• _Travail demandé_:
a) Répondez à ces questions d'après le texte sur les résultats des élèves français en sciences :
(i) À quel rang la France se situait-elle en sciences dans l'étude Pisa de 2019 ?
(ii) Quels pays composaient le trio de tête de cette étude ?
(iii) Combien d'élèves français ont répondu à l'enquête TIMMS en 2019 ?
b) Prolongez le texte sur les résultats des élèves français en sciences à partir de sa dernière phrase.

• _Texte source_:
▼

Les résultats des élèves français aux épreuves en sciences de Pisa régressent d’année en année. Que faire pour inverser la tendance ? La Fondation La main à la pâte propose des conseils concrets pour accompagner les enseignants et permettre aux élèves de s’auto-évaluer. Dans une démarche complémentaire, l’association Les Savanturiers souhaite faire des élèves des chercheurs afin qu’ils puissent prendre des décisions éclairées.
La mauvaise performance se répète d'étude en étude. Dans les enquêtes internationales, la France est loin de la tête des nations les mieux classées dans l'apprentissage des sciences. En 2019, dernier classement connu, elle se situait au 26e rang de l'étude Pisa en mathématiques et 25e en sciences. Cette étude est menée tous les trois ans par l'Organisation de la coopération et du développement économique (OCDE) auprès des élèves de 15 ans dans 85 pays. Quelle que soit la matière, le trio de tête était le suivant : la Chine, Singapour et Macao.
Moins connue, l'étude TIMMS présente des résultats encore plus cruels pour l'Hexagone. L'enquête TIMMS (Trends In MatheMatics and Science study) est une étude comparative mesurant le niveau des connaissances scolaires des élèves de CM1 et de 4e en maths et en sciences. Le constat est sans fard : sur les quelque 10 000 élèves français qui ont répondu en 2019 à une trentaine de questions portant sur les programmes scolaires, les CM1 se classent au dernier rang des pays européens.

▲

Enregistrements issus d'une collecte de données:
▼

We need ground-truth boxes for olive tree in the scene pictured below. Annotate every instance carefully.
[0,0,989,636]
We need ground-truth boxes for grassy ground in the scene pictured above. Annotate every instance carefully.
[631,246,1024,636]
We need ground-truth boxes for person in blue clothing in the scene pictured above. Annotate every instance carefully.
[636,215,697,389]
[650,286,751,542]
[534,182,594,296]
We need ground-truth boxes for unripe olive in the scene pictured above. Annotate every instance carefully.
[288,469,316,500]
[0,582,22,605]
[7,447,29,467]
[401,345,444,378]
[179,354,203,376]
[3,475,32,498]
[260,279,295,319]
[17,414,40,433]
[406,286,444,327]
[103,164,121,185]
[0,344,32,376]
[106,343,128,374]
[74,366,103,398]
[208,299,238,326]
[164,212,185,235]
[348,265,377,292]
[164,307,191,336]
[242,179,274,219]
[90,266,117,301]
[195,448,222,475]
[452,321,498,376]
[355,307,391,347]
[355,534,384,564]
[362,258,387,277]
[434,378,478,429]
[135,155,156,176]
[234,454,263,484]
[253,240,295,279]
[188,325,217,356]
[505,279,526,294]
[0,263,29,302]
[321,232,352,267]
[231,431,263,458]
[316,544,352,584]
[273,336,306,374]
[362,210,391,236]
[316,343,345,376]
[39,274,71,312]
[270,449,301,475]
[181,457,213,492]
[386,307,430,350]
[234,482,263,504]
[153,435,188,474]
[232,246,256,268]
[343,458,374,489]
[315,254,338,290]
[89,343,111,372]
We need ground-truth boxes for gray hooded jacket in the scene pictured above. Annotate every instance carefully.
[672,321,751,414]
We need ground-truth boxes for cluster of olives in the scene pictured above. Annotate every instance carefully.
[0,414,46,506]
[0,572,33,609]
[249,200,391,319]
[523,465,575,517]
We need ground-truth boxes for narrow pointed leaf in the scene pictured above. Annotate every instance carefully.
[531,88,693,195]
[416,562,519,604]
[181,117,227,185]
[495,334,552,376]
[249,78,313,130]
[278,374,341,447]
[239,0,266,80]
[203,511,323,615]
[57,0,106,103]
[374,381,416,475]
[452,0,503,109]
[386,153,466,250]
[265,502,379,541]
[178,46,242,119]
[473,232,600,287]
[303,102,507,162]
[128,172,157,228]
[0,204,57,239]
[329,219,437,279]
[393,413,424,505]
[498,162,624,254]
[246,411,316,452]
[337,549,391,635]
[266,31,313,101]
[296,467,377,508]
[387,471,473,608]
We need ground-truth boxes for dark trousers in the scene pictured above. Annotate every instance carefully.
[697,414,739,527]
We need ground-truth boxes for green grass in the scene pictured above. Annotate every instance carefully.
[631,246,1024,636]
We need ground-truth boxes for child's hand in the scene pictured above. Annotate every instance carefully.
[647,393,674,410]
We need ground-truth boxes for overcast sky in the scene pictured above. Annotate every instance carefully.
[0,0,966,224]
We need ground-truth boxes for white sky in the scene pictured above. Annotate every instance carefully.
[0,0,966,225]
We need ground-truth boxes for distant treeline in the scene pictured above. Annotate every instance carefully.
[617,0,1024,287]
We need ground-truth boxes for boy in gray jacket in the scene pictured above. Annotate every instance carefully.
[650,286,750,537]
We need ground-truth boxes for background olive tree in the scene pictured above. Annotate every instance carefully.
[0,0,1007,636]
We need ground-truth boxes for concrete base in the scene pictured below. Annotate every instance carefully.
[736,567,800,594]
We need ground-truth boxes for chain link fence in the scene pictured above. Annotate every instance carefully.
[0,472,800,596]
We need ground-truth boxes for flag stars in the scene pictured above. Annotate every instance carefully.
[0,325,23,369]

▲

• _Réponses_:
a)
(i) Au 25e rang.
(ii) La Chine, Singapour et Macao.
(iii) Environ 10 000 élèves.

b)
« Un autre problème, peu souligné, est que seuls 3% des élèves obtiennent de très bons résultats au test. Cela veut dire que notre école n'est même plus à la hauteur pour les élèves bons et très bons », relève Ange Ansour, fondatrice des Savanturiers. La responsable de ce programme éducatif qui a pour objectif d'initier les élèves de la maternelle au lycée aux enjeux et méthodes de la recherche, énumère les raisons qui entrainent de mauvais résultats aux tests internationaux : peu ou pas de formation initiale pour les enseignants d'élémentaire, formation continue lacunaire ainsi qu'un facteur rarement mis en avant. « Dans les autres pays, l'exposition aux sciences est importante en dehors de l'école, ajoute Ange Ansour. Au Royaume-Uni ou en Allemagne, ce sont 85% des enfants d'une génération qui ont l'habitude de côtoyer des objets scientifiques dans leur quotidien ou à la télévision, contre 8% des Français, a indiqué le Rapport du haut conseil de la famille, de l'enfance et de l'âge en 2018. »
Autre élément relevé par David Jasmin, le directeur général de la Fondation La main à la Pâte (La Map), « les cours de sciences, quand ils ont lieu, n'ont pas d'horaire fixe et régulier comme le français ou les mathématiques, qui sont enseignés quotidiennement et le plus souvent le matin. »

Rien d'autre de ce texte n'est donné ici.